*Task directions:* Lay out the lines of the records below as a numbered list, starting at the line containing "</instance>" and ending at the line containing "box: [623, 437, 1107, 554]", both included. Skip blank lines and leave out any pictures.

--- START ---

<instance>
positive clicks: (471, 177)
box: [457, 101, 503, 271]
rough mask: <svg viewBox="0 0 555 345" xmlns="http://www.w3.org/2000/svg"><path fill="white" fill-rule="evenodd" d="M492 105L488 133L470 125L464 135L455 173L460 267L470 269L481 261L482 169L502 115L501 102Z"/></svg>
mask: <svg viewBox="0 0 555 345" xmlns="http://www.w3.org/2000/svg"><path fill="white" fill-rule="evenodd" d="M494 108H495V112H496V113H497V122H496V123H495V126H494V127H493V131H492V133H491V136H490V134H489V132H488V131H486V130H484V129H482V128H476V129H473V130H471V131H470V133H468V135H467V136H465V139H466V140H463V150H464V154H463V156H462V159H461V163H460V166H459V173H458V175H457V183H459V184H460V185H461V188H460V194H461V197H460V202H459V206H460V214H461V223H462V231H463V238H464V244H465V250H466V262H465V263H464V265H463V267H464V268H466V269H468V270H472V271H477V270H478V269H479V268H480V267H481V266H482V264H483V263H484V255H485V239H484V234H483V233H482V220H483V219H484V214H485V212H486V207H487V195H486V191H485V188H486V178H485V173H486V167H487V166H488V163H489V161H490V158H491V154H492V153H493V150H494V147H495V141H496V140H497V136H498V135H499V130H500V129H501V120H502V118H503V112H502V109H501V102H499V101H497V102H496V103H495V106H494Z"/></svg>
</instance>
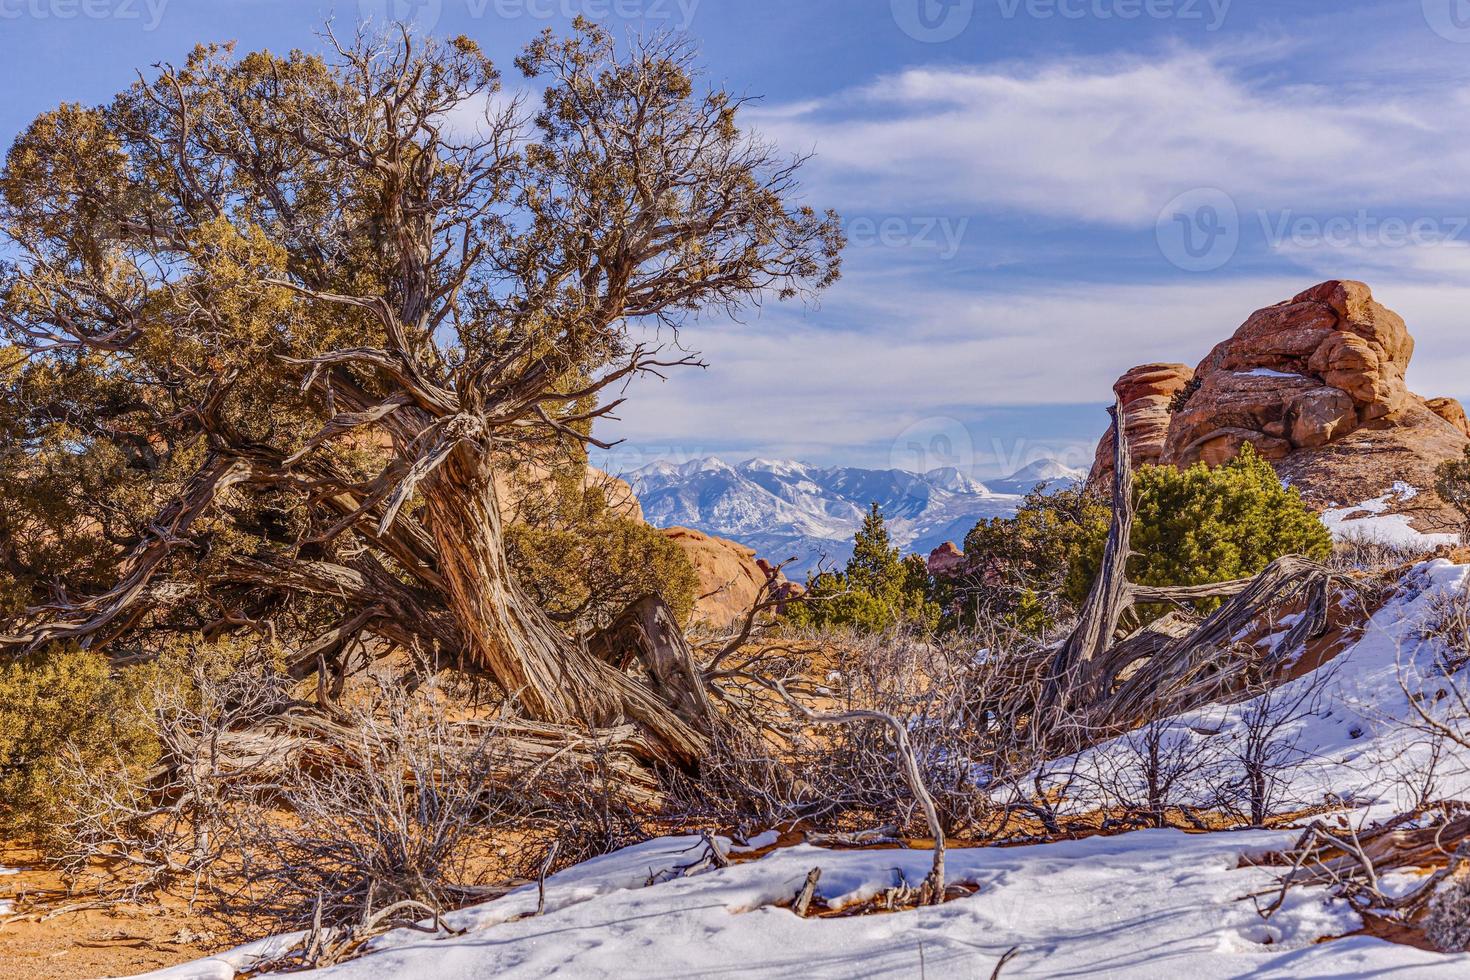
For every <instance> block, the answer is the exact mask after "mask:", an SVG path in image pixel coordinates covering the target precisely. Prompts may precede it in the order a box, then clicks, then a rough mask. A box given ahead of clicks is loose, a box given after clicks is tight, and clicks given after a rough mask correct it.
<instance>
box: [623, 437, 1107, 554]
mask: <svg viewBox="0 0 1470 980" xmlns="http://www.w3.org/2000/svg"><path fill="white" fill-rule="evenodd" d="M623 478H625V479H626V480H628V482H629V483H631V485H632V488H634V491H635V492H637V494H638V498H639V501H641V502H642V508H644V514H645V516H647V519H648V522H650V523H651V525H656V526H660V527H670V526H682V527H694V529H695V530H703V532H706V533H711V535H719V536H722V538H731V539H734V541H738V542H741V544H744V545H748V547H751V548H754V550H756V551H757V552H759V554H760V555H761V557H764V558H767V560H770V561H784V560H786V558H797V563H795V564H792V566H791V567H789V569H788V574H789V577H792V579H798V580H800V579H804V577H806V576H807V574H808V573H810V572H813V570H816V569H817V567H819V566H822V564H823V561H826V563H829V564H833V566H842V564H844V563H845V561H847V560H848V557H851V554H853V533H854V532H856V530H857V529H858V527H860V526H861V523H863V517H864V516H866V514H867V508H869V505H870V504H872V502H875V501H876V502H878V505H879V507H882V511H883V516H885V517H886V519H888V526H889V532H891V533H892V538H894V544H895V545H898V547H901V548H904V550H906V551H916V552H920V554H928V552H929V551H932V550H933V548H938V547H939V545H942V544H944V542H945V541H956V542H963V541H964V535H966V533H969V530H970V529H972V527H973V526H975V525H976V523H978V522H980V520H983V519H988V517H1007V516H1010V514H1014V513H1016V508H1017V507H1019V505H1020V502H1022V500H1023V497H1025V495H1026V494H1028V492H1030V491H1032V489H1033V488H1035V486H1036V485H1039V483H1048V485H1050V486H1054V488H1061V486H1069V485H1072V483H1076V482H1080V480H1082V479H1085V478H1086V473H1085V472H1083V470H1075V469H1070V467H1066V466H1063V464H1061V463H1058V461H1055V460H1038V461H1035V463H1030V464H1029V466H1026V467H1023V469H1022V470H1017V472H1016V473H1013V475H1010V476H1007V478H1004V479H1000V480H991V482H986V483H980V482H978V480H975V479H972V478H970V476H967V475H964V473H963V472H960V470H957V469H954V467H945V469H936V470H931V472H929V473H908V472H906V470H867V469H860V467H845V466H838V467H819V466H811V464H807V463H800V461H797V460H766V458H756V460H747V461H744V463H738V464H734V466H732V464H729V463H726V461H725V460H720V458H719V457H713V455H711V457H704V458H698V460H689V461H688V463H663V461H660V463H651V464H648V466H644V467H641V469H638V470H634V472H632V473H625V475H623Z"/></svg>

--- END ---

*Response to this exercise:*
1. </instance>
2. For every <instance> block, the answer is the exact mask after "mask:", an SVG path in image pixel coordinates covering the target precisely. Prompts may precede it in the order a box, then clicks, then a rough mask. A box given ahead of clicks is loose, a box given after clicks is tight, and clicks given after a rough mask correct it.
3. <instance>
4. box: [623, 437, 1107, 554]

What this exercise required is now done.